Task to carry out
Lay out as a numbered list the lines starting with the one that contains "of the downspout." and going on through the one that contains "distant tree line.", leaving out any blank lines.

Materials provided
::::
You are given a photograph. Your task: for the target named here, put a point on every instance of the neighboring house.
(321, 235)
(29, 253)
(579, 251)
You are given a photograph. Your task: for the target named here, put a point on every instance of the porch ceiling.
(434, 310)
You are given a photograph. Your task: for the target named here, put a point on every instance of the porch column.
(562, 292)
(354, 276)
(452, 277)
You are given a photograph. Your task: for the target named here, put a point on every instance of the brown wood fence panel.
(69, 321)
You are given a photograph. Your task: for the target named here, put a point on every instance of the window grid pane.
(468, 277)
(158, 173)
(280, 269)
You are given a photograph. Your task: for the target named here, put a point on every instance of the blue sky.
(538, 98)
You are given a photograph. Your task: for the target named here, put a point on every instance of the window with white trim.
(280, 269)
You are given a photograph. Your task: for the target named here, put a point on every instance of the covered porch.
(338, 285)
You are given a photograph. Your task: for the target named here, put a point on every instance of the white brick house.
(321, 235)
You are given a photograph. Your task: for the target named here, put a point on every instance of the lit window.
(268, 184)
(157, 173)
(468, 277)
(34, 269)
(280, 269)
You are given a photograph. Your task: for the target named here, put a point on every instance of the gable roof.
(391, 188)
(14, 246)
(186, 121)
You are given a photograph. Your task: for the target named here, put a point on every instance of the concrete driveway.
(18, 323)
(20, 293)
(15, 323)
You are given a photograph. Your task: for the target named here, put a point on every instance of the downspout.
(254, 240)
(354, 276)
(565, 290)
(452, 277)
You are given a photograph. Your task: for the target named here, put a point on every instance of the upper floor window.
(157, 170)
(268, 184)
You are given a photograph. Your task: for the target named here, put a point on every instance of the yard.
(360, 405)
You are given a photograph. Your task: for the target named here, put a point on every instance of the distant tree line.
::::
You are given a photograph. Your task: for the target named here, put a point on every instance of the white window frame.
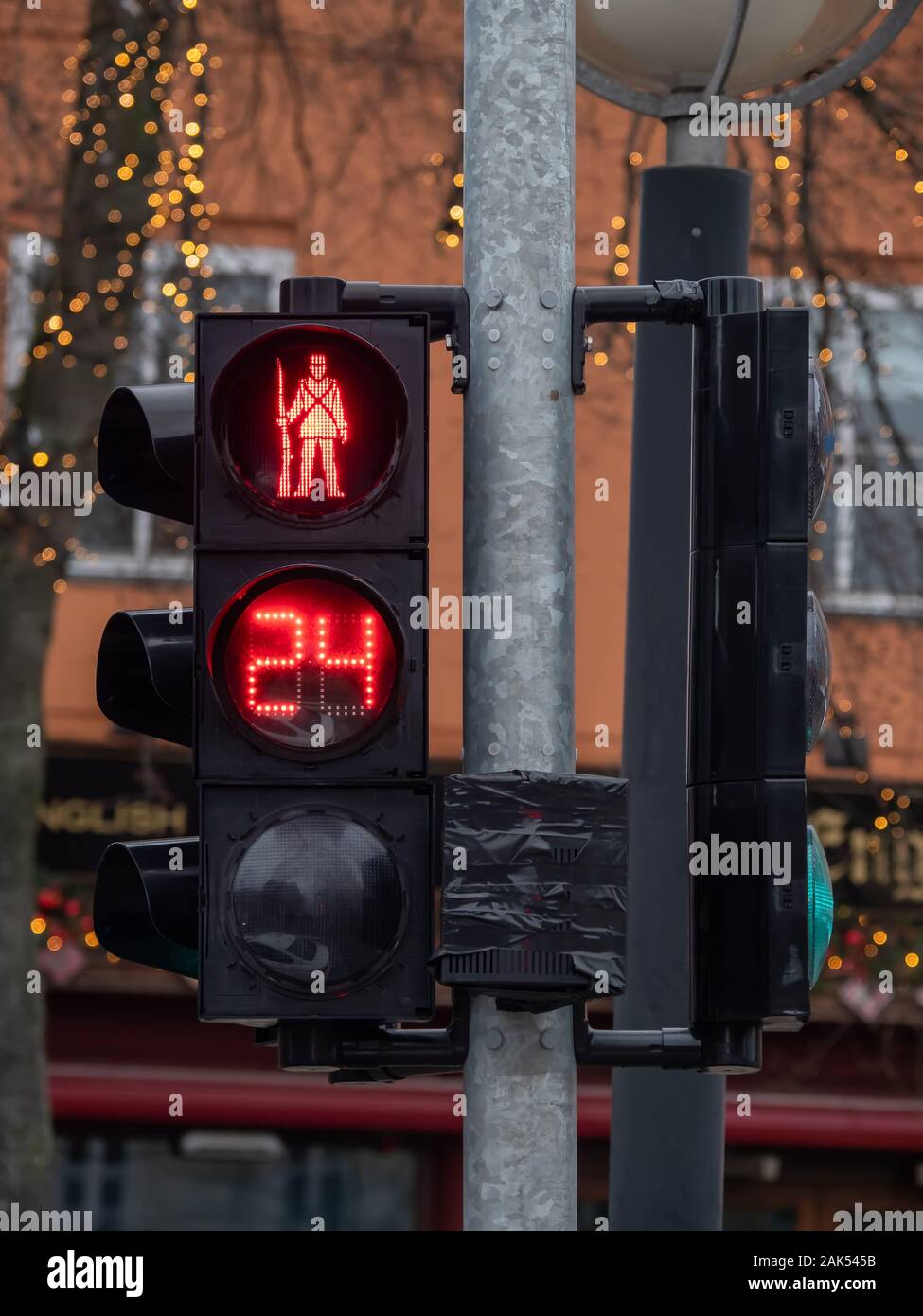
::::
Final answer
1. You are given a photograph. Your task: for the target named here, put a point on every instance of the downspout.
2. (254, 240)
3. (354, 276)
4. (565, 290)
5. (452, 277)
6. You are given a photograph. Your task: for the target named here, put a point on every instance of the upper floor window.
7. (157, 170)
8. (268, 184)
9. You are given a photograph. Your task: for the target named here, put a point on every instance of the yard.
10. (360, 405)
11. You are given a photograph. Your task: for the target named here, put a point on every instance of the distant tree line.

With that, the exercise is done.